→ **AIM**:
Copy out the rows below line for line, changing nothing.

[Stored items]
--------------------
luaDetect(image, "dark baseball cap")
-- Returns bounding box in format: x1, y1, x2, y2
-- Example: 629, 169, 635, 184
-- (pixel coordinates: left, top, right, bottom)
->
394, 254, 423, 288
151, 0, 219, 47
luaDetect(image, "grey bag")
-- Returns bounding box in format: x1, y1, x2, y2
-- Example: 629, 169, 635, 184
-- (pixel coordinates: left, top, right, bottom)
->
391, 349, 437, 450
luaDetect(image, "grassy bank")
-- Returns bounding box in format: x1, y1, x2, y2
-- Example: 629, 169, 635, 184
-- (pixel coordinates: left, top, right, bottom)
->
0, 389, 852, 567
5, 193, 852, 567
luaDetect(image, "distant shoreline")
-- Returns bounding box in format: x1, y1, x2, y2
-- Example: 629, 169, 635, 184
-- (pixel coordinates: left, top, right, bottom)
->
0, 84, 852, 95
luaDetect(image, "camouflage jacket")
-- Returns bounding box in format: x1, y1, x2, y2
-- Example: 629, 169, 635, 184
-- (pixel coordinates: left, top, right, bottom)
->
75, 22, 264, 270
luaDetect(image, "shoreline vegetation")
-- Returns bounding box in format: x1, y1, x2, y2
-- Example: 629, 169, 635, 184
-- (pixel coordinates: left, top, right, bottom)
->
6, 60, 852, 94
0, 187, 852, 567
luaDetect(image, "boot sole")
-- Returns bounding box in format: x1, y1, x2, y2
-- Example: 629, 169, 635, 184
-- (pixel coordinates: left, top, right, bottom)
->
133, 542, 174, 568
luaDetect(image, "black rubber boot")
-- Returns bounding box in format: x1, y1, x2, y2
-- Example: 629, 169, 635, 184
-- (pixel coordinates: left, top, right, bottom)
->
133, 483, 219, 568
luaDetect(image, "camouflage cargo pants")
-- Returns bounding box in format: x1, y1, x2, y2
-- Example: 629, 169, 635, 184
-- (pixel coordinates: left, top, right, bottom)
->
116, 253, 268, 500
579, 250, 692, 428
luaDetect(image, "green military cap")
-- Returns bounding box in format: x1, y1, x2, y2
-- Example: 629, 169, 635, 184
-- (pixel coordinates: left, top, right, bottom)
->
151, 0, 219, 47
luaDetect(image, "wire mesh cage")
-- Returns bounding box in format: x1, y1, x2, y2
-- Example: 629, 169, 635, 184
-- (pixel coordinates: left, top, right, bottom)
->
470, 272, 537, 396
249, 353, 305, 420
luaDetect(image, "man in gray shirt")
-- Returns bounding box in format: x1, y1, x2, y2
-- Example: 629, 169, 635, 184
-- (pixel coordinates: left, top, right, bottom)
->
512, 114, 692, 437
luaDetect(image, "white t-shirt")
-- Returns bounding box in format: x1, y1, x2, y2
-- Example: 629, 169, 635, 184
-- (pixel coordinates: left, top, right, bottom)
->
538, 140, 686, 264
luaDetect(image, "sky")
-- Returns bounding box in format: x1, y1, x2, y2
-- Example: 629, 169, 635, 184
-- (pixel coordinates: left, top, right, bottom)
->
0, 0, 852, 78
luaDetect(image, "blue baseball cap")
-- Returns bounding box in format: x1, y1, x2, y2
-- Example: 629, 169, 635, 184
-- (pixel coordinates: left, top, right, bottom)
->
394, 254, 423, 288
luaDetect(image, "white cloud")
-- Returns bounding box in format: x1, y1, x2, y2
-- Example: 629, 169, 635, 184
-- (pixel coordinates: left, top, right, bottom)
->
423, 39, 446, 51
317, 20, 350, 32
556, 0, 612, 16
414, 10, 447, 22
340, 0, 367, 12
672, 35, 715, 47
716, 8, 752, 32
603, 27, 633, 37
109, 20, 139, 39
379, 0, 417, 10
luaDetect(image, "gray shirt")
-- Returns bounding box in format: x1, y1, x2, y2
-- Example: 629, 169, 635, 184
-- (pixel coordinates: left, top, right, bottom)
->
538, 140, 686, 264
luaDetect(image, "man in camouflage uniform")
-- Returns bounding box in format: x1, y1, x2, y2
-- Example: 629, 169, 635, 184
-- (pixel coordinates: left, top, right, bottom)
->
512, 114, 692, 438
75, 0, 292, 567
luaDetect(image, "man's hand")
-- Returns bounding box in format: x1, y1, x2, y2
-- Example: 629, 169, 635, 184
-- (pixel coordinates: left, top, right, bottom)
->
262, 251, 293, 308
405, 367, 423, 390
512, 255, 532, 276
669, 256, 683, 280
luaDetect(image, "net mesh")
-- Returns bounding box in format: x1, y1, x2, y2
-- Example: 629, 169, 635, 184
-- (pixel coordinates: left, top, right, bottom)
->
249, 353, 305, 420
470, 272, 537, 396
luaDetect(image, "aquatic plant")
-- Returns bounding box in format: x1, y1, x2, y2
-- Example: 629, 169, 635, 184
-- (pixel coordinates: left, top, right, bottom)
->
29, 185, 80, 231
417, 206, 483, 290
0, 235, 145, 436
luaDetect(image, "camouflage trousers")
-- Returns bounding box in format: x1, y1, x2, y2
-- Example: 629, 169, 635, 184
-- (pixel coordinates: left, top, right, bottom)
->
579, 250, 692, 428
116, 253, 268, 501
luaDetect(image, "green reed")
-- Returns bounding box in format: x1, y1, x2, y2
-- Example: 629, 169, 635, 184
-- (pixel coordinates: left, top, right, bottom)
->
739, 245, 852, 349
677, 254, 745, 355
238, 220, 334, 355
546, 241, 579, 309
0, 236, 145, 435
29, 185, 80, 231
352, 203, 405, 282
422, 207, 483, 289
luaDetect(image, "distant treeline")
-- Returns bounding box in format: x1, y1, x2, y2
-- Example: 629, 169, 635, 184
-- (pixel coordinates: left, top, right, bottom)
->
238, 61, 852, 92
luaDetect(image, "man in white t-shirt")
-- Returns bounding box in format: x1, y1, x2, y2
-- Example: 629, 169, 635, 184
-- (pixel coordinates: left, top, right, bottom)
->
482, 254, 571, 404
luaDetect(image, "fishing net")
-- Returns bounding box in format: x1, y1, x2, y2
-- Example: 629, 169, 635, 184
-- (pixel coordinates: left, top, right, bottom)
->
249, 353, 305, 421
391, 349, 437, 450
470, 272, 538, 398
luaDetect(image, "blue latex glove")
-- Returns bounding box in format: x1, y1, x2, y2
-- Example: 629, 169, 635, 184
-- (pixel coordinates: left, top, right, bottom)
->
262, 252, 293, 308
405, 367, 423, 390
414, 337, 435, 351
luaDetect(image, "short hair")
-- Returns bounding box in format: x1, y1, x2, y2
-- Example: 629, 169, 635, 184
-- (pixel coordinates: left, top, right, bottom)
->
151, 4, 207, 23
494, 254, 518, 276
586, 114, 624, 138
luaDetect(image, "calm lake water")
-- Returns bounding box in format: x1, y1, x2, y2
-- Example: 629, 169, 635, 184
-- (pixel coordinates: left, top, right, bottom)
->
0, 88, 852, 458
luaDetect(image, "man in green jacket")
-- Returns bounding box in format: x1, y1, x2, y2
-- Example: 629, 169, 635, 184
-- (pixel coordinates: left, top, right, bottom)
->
--------------------
→ **RESPONSE TO THIS TASK**:
luaDetect(image, "dark baseball cap")
-- Returns bounding box in format: x1, y1, x2, y2
-- Example: 629, 169, 635, 184
-- (pixel coordinates: left, top, right, bottom)
->
394, 254, 423, 288
151, 0, 219, 47
luaDetect(image, "grey bag")
-- Returns bounding box in format: x1, y1, x2, y2
-- Example: 629, 169, 635, 184
-- (pixel coordinates: left, top, right, bottom)
->
391, 349, 437, 450
luaDetect(image, "grassy bank")
-- Returns bounding box in format: x1, y1, x2, y2
-- Example: 629, 169, 635, 184
-- (pixel coordinates: left, top, right, bottom)
->
0, 389, 852, 567
5, 193, 852, 567
luaDetect(image, "distant shoreline")
-- Returns bounding box in format: x1, y1, x2, y2
-- Example: 629, 169, 635, 184
-- (pixel coordinates: left, top, right, bottom)
->
0, 84, 852, 95
luaDetect(image, "camouflage jacket")
-- Returns bounding box in format: x1, y1, x2, y2
-- Example: 629, 169, 635, 184
-- (pixel coordinates: left, top, right, bottom)
->
75, 22, 264, 270
luaDetect(image, "shoreline vegetation")
-- Returns bounding box in format: x1, y1, x2, y2
-- Example: 629, 169, 635, 184
-- (pixel coordinates: left, top, right, bottom)
->
6, 60, 852, 94
0, 187, 852, 567
luaDetect(image, "boot sole")
-- Returns bounding box in format: x1, y1, x2, y2
-- Example: 629, 169, 635, 184
-- (pixel coordinates: left, top, right, bottom)
->
133, 542, 174, 568
luaDetect(image, "black rubber boot")
-- Returns bounding box in format: x1, y1, x2, y2
-- Example: 629, 169, 635, 184
-- (pixel coordinates: left, top, right, bottom)
->
133, 483, 219, 568
luaDetect(image, "camouflage cargo pants")
-- Returns bounding box in format: x1, y1, x2, y2
-- Example: 629, 169, 635, 184
-- (pixel coordinates: left, top, right, bottom)
->
116, 253, 268, 500
579, 250, 692, 428
luaDetect(image, "green military cap")
-- Returns bounding box in format: x1, y1, x2, y2
-- Example: 629, 169, 635, 184
-- (pixel coordinates: left, top, right, bottom)
->
151, 0, 219, 47
luaDetect(image, "wire mesh cage")
-- Returns bounding box in format: x1, y1, x2, y2
-- Example: 629, 169, 635, 184
-- (pixel coordinates: left, top, right, bottom)
->
470, 272, 537, 396
249, 353, 305, 420
luaDetect(image, "man in gray shirt")
-- Returns bounding box in format: x1, y1, x2, y2
-- Example: 629, 169, 635, 184
-- (pixel coordinates: left, top, right, bottom)
->
512, 114, 692, 437
luaDetect(image, "white t-shirt")
-- Returns bounding box in format: x1, y1, x2, y2
-- Example: 629, 169, 635, 184
-- (pixel coordinates: left, top, right, bottom)
->
538, 140, 686, 264
luaDetect(image, "sky")
-- Returns bounding box in format: x1, y1, x2, y2
-- Example: 629, 169, 635, 184
-- (pixel coordinates: left, top, right, bottom)
->
0, 0, 852, 78
luaDetect(image, "blue baseball cap")
-- Returns bounding box in format: x1, y1, x2, y2
-- Example: 629, 169, 635, 184
-- (pixel coordinates: left, top, right, bottom)
->
394, 254, 423, 288
luaDetect(image, "white cloud")
-- Returns bounding box in format: x1, y1, x2, y2
-- Example: 629, 169, 635, 184
-- (pixel coordinates: left, top, right, bottom)
->
423, 39, 446, 51
317, 20, 350, 32
556, 0, 612, 16
414, 10, 447, 22
340, 0, 367, 12
672, 35, 715, 47
716, 8, 752, 32
603, 27, 633, 37
109, 20, 139, 39
379, 0, 417, 10
luaDetect(image, "gray shirt")
-- Returns bounding box in format: x1, y1, x2, y2
-- Example: 629, 169, 635, 184
-- (pixel coordinates: left, top, right, bottom)
->
538, 140, 686, 264
luaDetect(image, "man in camouflage uniform")
-- Returns bounding box in format: x1, y1, x2, y2
-- Example: 629, 169, 635, 184
-- (pixel coordinates: left, top, right, bottom)
->
512, 114, 692, 438
75, 0, 292, 567
luaDetect(image, "man's hand")
-- Returns bounding box in format: x1, y1, x2, y2
-- Example: 629, 169, 635, 184
-- (pixel coordinates: left, top, right, bottom)
->
262, 251, 293, 308
405, 367, 423, 390
512, 255, 532, 276
669, 256, 683, 280
luaDetect(image, "net mesh")
-- Returns bounding box in format: x1, y1, x2, y2
-- Example: 629, 169, 635, 184
-- (pixel coordinates: left, top, right, bottom)
->
249, 353, 305, 420
470, 272, 537, 396
luaDetect(image, "aquatic plant")
-- Returns bounding box in format: x1, y1, x2, y2
-- Example: 629, 169, 635, 184
-- (pixel coordinates: left, top, right, bottom)
->
29, 185, 80, 231
417, 206, 483, 290
0, 235, 145, 436
luaDetect(image, "camouflage trousers")
-- Returns bounding box in format: x1, y1, x2, y2
-- Example: 629, 169, 635, 184
-- (pixel coordinates: left, top, right, bottom)
->
579, 250, 692, 428
116, 253, 268, 501
luaDetect(image, "green reed")
-- Returns bounding box in format: x1, y1, x2, y2
-- Example: 629, 169, 635, 184
-- (pixel coordinates: left, top, right, bottom)
->
739, 245, 852, 349
677, 254, 745, 355
238, 220, 334, 355
546, 241, 579, 309
0, 236, 145, 435
29, 185, 80, 231
352, 203, 405, 282
422, 207, 483, 289
luaDetect(image, "distant treeline")
-- Returns bounding box in format: x1, y1, x2, y2
-- Example: 629, 169, 635, 184
-- (pixel coordinates: left, top, right, bottom)
->
238, 61, 852, 92
luaDetect(image, "man in white t-shirt")
-- Returns bounding box in format: x1, y1, x2, y2
-- Example: 629, 169, 635, 184
-- (pixel coordinates: left, top, right, bottom)
->
482, 254, 571, 404
luaDetect(image, "fishing net")
-- Returns bounding box in format: x1, y1, x2, y2
-- Example: 629, 169, 635, 184
-- (pixel coordinates: left, top, right, bottom)
->
249, 353, 305, 421
391, 349, 437, 450
470, 272, 538, 398
luaDetect(image, "blue latex glove")
-- Returns bounding box in format: x1, y1, x2, y2
-- Example: 629, 169, 635, 184
-- (pixel coordinates: left, top, right, bottom)
->
262, 252, 293, 308
405, 367, 423, 390
414, 337, 435, 351
luaDetect(image, "short hair")
-- Returns bounding box in format: x1, y1, x2, y2
-- Example: 629, 169, 635, 184
-- (pixel coordinates: left, top, right, bottom)
->
151, 4, 207, 23
494, 254, 518, 276
586, 114, 624, 138
luaDetect(image, "calm lake water")
-- Returns bounding box in format: x1, y1, x2, y2
-- Example: 629, 169, 635, 184
-- (pixel coordinates: left, top, right, bottom)
->
0, 88, 852, 458
luaDetect(image, "man in green jacket")
-- Returns bounding box in format: x1, y1, x2, y2
-- Example: 629, 169, 635, 184
-- (pixel coordinates: left, top, right, bottom)
->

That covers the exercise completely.